→ Exercise instructions:
List every metal the passage on salt solubility mentions by name.

→ Given passage:

What is silly is to speak of the solubility of an ion (implied in #11 and reinforced in #15) at all as the solubility only has meaning when one proposes to dissolve some substance in a solvent. As one cannot buy a jar of ions one cannot reasonably design an experiment to see how much of some ion dissolves in a liter of water.

You can dissolve a bunch of calcium chloride in water. I often dissolve about 35 grams in water in each of two Falcon tubes to make 35 mL of solution because my HLT is 36" high. Filling the tank and adding the solution in one tube sets my desired concentration and then adding one cc from the second tube for each additional inch of RO water added to replace that drawn off maintains that concentration. If one believed in ion solubility he would conclude that calcium and chloride ions are both highly soluble. But try the same trick with calcium sulfate and see what happens! Obvious conclusion would be that neither calcium nor sulfate ions are very soluble. There is, of course, in fact no conflict as reasonable people understand that the solubility of these salts depends in the bond enthalpies of the compounds and that depends on both atoms. Now you can say that some metals tend to form salts that are more soluble than the salts formed by others. And you can say that calcium tends to form, in the brewing context, salts (including metallo organic ones) that are less soluble than the same salts formed by magnesium, sodium and potassium. And you can say that sulfate tends to form less soluble salts with calcium than does chloride but to say that calcium ion and sulfate ions are less soluble than sodium and chloride ions is folly.

→ Data segment:
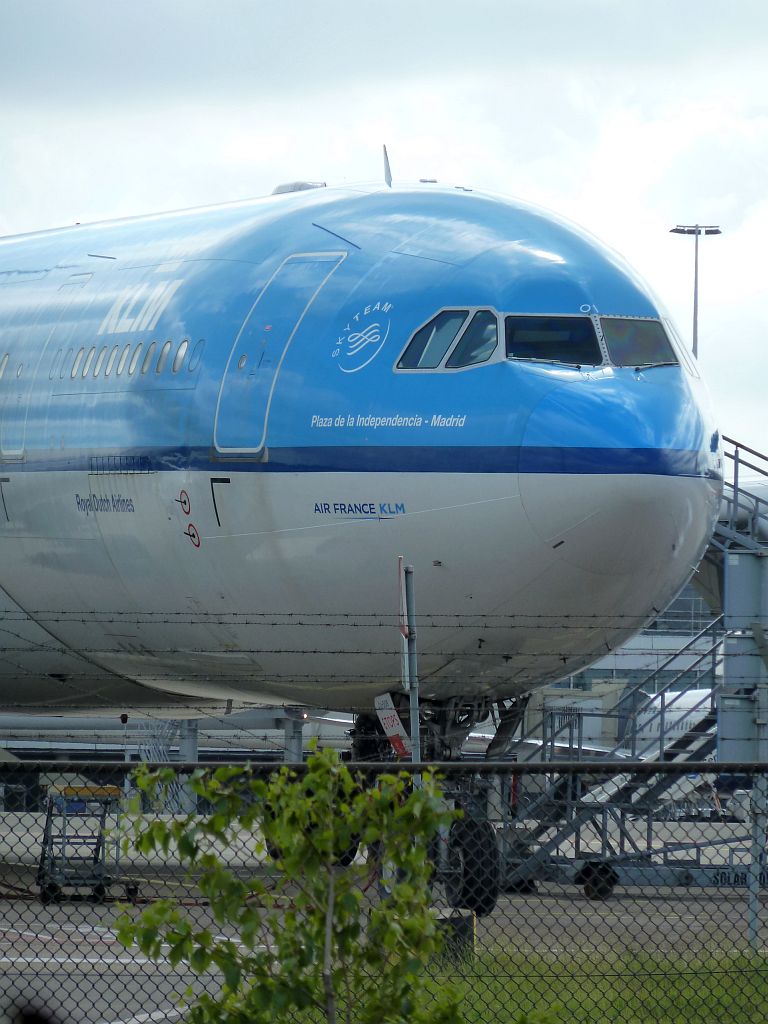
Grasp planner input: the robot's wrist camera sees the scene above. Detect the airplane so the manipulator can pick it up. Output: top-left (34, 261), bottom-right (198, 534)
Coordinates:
top-left (0, 181), bottom-right (722, 913)
top-left (0, 176), bottom-right (722, 756)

→ Exercise answer:
Calcium, magnesium, sodium, potassium